* **Exercise aim**
Return all the data verbatim but without images.

Image-backed grounding data:
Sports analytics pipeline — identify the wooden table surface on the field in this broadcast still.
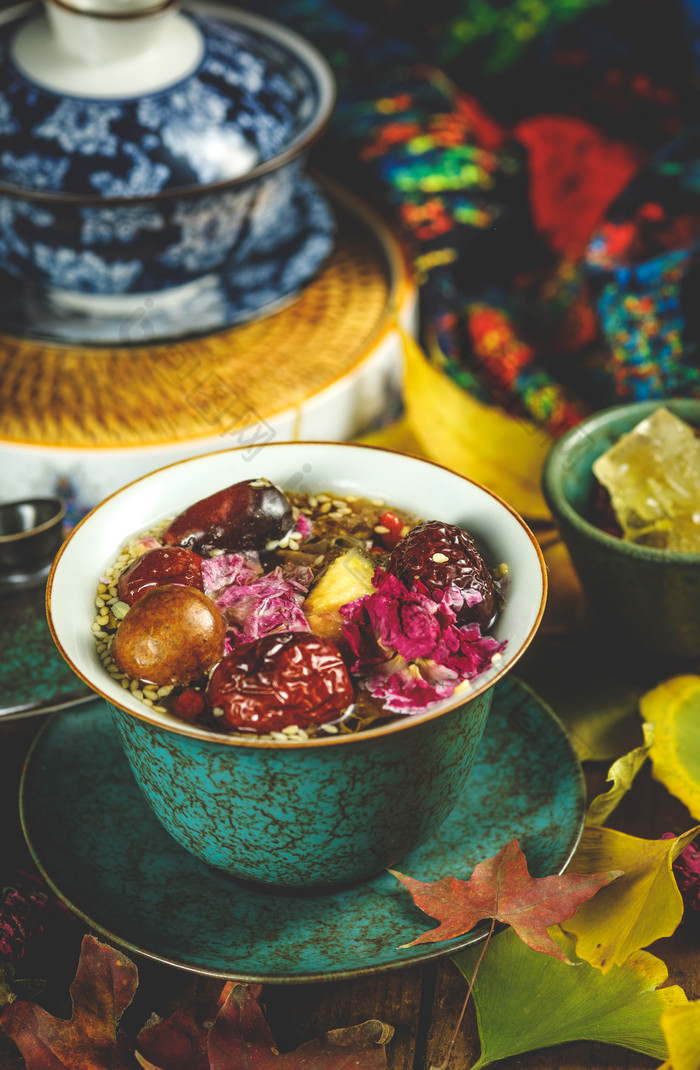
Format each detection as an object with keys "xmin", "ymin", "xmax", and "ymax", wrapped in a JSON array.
[{"xmin": 0, "ymin": 634, "xmax": 698, "ymax": 1070}]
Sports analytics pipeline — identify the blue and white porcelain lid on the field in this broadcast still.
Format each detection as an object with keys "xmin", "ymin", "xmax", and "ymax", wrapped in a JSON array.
[{"xmin": 0, "ymin": 0, "xmax": 334, "ymax": 198}]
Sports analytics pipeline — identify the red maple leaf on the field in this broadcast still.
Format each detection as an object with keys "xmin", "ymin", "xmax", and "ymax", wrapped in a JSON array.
[
  {"xmin": 0, "ymin": 933, "xmax": 137, "ymax": 1069},
  {"xmin": 392, "ymin": 838, "xmax": 621, "ymax": 962}
]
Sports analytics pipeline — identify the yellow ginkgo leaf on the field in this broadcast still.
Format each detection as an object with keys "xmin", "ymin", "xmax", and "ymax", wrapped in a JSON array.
[
  {"xmin": 641, "ymin": 675, "xmax": 700, "ymax": 821},
  {"xmin": 658, "ymin": 1000, "xmax": 700, "ymax": 1070},
  {"xmin": 356, "ymin": 414, "xmax": 428, "ymax": 457},
  {"xmin": 563, "ymin": 825, "xmax": 700, "ymax": 973},
  {"xmin": 586, "ymin": 723, "xmax": 655, "ymax": 827},
  {"xmin": 400, "ymin": 329, "xmax": 552, "ymax": 520}
]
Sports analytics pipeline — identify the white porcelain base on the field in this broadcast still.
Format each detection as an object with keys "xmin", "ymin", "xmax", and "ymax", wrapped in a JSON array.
[
  {"xmin": 0, "ymin": 294, "xmax": 416, "ymax": 511},
  {"xmin": 46, "ymin": 275, "xmax": 218, "ymax": 319}
]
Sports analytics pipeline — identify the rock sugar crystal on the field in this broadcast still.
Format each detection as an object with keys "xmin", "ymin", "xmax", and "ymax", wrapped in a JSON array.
[{"xmin": 592, "ymin": 407, "xmax": 700, "ymax": 552}]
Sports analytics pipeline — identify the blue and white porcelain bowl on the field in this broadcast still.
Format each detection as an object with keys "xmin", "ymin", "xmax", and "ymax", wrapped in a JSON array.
[{"xmin": 0, "ymin": 0, "xmax": 335, "ymax": 313}]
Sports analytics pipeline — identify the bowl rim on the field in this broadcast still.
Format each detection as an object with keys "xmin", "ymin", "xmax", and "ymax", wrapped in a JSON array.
[
  {"xmin": 47, "ymin": 441, "xmax": 548, "ymax": 748},
  {"xmin": 44, "ymin": 0, "xmax": 177, "ymax": 22},
  {"xmin": 0, "ymin": 497, "xmax": 66, "ymax": 544},
  {"xmin": 0, "ymin": 1, "xmax": 336, "ymax": 206},
  {"xmin": 542, "ymin": 399, "xmax": 700, "ymax": 563}
]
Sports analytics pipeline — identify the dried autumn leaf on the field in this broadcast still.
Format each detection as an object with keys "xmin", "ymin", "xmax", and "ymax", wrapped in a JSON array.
[
  {"xmin": 137, "ymin": 984, "xmax": 394, "ymax": 1070},
  {"xmin": 391, "ymin": 838, "xmax": 620, "ymax": 961},
  {"xmin": 136, "ymin": 1001, "xmax": 213, "ymax": 1070},
  {"xmin": 563, "ymin": 825, "xmax": 700, "ymax": 973},
  {"xmin": 658, "ymin": 999, "xmax": 700, "ymax": 1070},
  {"xmin": 0, "ymin": 933, "xmax": 137, "ymax": 1070},
  {"xmin": 641, "ymin": 675, "xmax": 700, "ymax": 820},
  {"xmin": 451, "ymin": 927, "xmax": 686, "ymax": 1068},
  {"xmin": 0, "ymin": 962, "xmax": 44, "ymax": 1010},
  {"xmin": 586, "ymin": 722, "xmax": 654, "ymax": 826}
]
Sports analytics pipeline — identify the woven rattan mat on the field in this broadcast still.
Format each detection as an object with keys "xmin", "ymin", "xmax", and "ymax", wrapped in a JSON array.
[{"xmin": 0, "ymin": 184, "xmax": 406, "ymax": 448}]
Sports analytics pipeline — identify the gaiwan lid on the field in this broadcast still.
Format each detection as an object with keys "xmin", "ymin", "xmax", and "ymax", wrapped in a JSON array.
[{"xmin": 0, "ymin": 0, "xmax": 334, "ymax": 200}]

* **Response to the exercise**
Sports analytics pipeline — identify the wooden table surface on the field in this broadcast still.
Format each detection as an object with keys "xmin", "ymin", "xmax", and "ymax", wrapped in a JSON array.
[{"xmin": 0, "ymin": 634, "xmax": 698, "ymax": 1070}]
Sports analytics pipeline — identify the blue and white porcelain lid on the field in this broadcast still.
Format each detection as an object with keys "xmin", "ymin", "xmax", and "ymax", wrapped in a JSON array.
[{"xmin": 0, "ymin": 0, "xmax": 334, "ymax": 198}]
Sports analytics pipeline — identify the red maple leaf on the field in this broadcast still.
Format each detection as an object with keys "xmin", "ymin", "xmax", and "ymax", wrapped in a JSON array.
[
  {"xmin": 0, "ymin": 933, "xmax": 137, "ymax": 1069},
  {"xmin": 392, "ymin": 838, "xmax": 621, "ymax": 962}
]
Sports analytics pipeline — identify the yellow ginkgo leaf on the field in this broadcast still.
Format each detection as an object with keys "xmin", "ymin", "xmax", and "ymax", wrapped in a JSON array.
[
  {"xmin": 641, "ymin": 675, "xmax": 700, "ymax": 821},
  {"xmin": 658, "ymin": 1000, "xmax": 700, "ymax": 1070},
  {"xmin": 356, "ymin": 414, "xmax": 428, "ymax": 457},
  {"xmin": 563, "ymin": 825, "xmax": 700, "ymax": 973},
  {"xmin": 586, "ymin": 723, "xmax": 655, "ymax": 827},
  {"xmin": 400, "ymin": 329, "xmax": 552, "ymax": 520}
]
Sports analytics pipeline — identify the white porcelain base on the field in this broadcast still.
Format each detection as an object with keys "xmin", "ymin", "xmax", and "ymax", wrapped in a JSON array.
[
  {"xmin": 0, "ymin": 294, "xmax": 416, "ymax": 511},
  {"xmin": 46, "ymin": 275, "xmax": 218, "ymax": 319}
]
Sports analytics pipeline — identify the rock sugar crystal on the field in this broadcast still.
Format each detection as an object with keys "xmin", "ymin", "xmax", and "ymax", wrapped in a JSON array.
[{"xmin": 592, "ymin": 407, "xmax": 700, "ymax": 552}]
Sports analytics pipeline — identify the blue and white porcelain bowl on the field in this broadcast still.
Format each detection as an object with keys "xmin", "ymin", "xmax", and "ymax", wrapped in a JSON array.
[{"xmin": 0, "ymin": 0, "xmax": 335, "ymax": 313}]
Sports analytics pipeline — identify the bowl rim on the field in this broadcast still.
Format each detection as an object with keys "xmin", "ymin", "xmax", and "ymax", wrapped in a JSON array.
[
  {"xmin": 47, "ymin": 441, "xmax": 548, "ymax": 748},
  {"xmin": 44, "ymin": 0, "xmax": 177, "ymax": 22},
  {"xmin": 0, "ymin": 497, "xmax": 66, "ymax": 544},
  {"xmin": 0, "ymin": 1, "xmax": 336, "ymax": 206},
  {"xmin": 542, "ymin": 399, "xmax": 700, "ymax": 563}
]
Sports analytics pipeline — identify the dried autumn leaf on the field in this broadcast still.
Format each detection as an object with keys "xmin", "ymin", "xmax", and "ymax", wrapped in a JSON array.
[
  {"xmin": 137, "ymin": 984, "xmax": 394, "ymax": 1070},
  {"xmin": 391, "ymin": 838, "xmax": 620, "ymax": 961},
  {"xmin": 136, "ymin": 1001, "xmax": 213, "ymax": 1070},
  {"xmin": 563, "ymin": 825, "xmax": 700, "ymax": 973},
  {"xmin": 658, "ymin": 999, "xmax": 700, "ymax": 1070},
  {"xmin": 0, "ymin": 933, "xmax": 137, "ymax": 1070},
  {"xmin": 641, "ymin": 675, "xmax": 700, "ymax": 820},
  {"xmin": 451, "ymin": 927, "xmax": 686, "ymax": 1068},
  {"xmin": 0, "ymin": 962, "xmax": 44, "ymax": 1010},
  {"xmin": 586, "ymin": 722, "xmax": 654, "ymax": 826}
]
Sports analytics pipeline — identify the woven rattan mat on the field in this broadcast still.
Format each detection as an object with keys "xmin", "ymin", "xmax", and "ymax", wrapped in a JSON array.
[{"xmin": 0, "ymin": 184, "xmax": 406, "ymax": 448}]
Sports analytics pipeline — identify the gaiwan lid on the field in this broadcast still.
Format each detection as an object with keys "xmin", "ymin", "xmax", and "ymax", wrapped in a JSON array.
[{"xmin": 0, "ymin": 0, "xmax": 334, "ymax": 200}]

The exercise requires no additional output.